Het Bellenscherm, een aantrekkelijke ‘geen spijt’ maatregel
Vertegenwoordigers van overheden en organisaties op het gebied van land en tuinbouw, natuurbeheer, recreatie, industrie en scheepvaart zijn het er over eens: ‘de inzet van alle betrokkenen is nodig om de nadelige gevolgen van langdurige droogte ook in de toekomst zo veel mogelijk te beperken'. Dat is een belangrijke conclusie uit de discussie tijdens de conferentie Zoetwater in West Nederland - Opties voor de Toekomst afgelopen vrijdag in Rotterdam. Ook zijn de aanwezigen het er over eens dat we niet na moeten laten om op korte termijn effectieve ‘geen spijt' maatregelen te nemen.
Ruim 50 bestuurders en directieleden van organisaties die belang hebben bij een goede zoetwatervoorziening in West Nederland kwamen afgelopen vrijdag bijeen in het Nederlands Architectuurinstituut in Rotterdam. Zij kwamen bijeen om te praten over de verschillende opties die er zijn om de nadelige gevolgen van droogte zo veel mogelijk te beperken. Daarbij zijn technische vragen gesteld als ‘is de plaatsing van een bellenscherm in de nieuwe waterweg een goede manier om verzilting van het oppervlaktewater in delen van West Nederland te voorkomen?'; maar ook vragen over de taakverdeling: ‘tot op welk niveau is de zoetwatervoorziening een taak voor de overheid, en in welke mate zijn drinkwaterbedrijven en agrariërs in staat om in de eigen behoefte te voorzien?'. Met vijf miljoen inwoners, de havens van Rotterdam en Amsterdam, de bollenteelt, de glastuinbouw en prachtige natuur en recreatiegebieden zijn de belangen die spelen bij de zoetwatervoorziening voor West Nederland groot.

Maak de opdrachten:
a - Waar kwamen de bestuurders en directieleden volgens de tekst over zoetwater in West Nederland afgelopen vrijdag bijeen?
b - Zet de tekst over zoetwater in West Nederland voort vanaf de laatste zin.

Opgeslagen vermeldingen:
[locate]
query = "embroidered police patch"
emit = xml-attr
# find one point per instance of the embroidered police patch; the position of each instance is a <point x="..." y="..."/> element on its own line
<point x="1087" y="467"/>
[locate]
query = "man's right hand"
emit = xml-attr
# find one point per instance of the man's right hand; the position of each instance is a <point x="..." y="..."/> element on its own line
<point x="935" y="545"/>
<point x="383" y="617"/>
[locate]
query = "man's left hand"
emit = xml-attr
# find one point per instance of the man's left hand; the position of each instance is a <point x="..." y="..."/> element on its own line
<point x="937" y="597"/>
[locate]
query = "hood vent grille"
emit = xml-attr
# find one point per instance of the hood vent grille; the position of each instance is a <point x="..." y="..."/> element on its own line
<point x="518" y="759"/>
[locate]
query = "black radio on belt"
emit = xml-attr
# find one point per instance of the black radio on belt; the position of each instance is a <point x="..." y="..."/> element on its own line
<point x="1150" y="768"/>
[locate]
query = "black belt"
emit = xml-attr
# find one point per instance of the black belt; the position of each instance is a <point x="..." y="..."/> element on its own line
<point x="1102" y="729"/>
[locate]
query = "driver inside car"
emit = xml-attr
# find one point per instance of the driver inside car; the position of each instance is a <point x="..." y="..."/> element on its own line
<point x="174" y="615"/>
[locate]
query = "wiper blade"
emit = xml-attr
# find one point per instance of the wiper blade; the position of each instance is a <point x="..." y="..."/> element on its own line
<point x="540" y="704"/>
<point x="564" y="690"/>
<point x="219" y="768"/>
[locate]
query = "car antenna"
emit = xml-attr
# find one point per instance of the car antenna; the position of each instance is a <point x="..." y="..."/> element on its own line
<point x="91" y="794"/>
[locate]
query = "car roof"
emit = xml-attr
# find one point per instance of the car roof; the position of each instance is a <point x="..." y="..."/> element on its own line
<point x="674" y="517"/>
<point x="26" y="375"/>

Antwoordenlijst:
a - In het Nederlands Architectuurinstituut in Rotterdam.

b -
De eerste spreker. Vincent Beijk van Rijkswaterstaat betoogt dat de plaatsing van een bellenscherm in de Nieuwe Waterweg zeker zal bijdragen aan de terugdringing van de verzilting in West Nederland, maar dat er geen wonderen van verwacht moeten worden. De discussie kent een duidelijke conclusie: ‘als het bellenscherm een goede bijdrage levert aan het terugdringen van de verzilting dan moeten we het gewoon doen'.
De tweede spreker, Lodewijk Stuyt van onderzoeksbureau Alterra van Wageningen Universiteit en Research Centrum, heeft in zijn onderzoek gekeken naar de normen die waterbeheerders hanteren als het gaat om het zoutgehalte van het water. Daar vond hij flinke verschillen. Stuyt:‘veel van die normen zijn gewoon door de jaren heen tot stand gekomen'. De normen die worden gehanteerd zijn in sommige gevallen te streng. Dat biedt volgens Stuyt handelingsruimte aan waterbeheerders. Of we die ruimte in de praktijk ook kunnen benutten, is voor sommige aanwezigen de vraag. Een vertegenwoordiger van een organisatie op het gebied van Natuur en Milieu zegt het zo: ‘een snoek kan zich niet aanpassen'.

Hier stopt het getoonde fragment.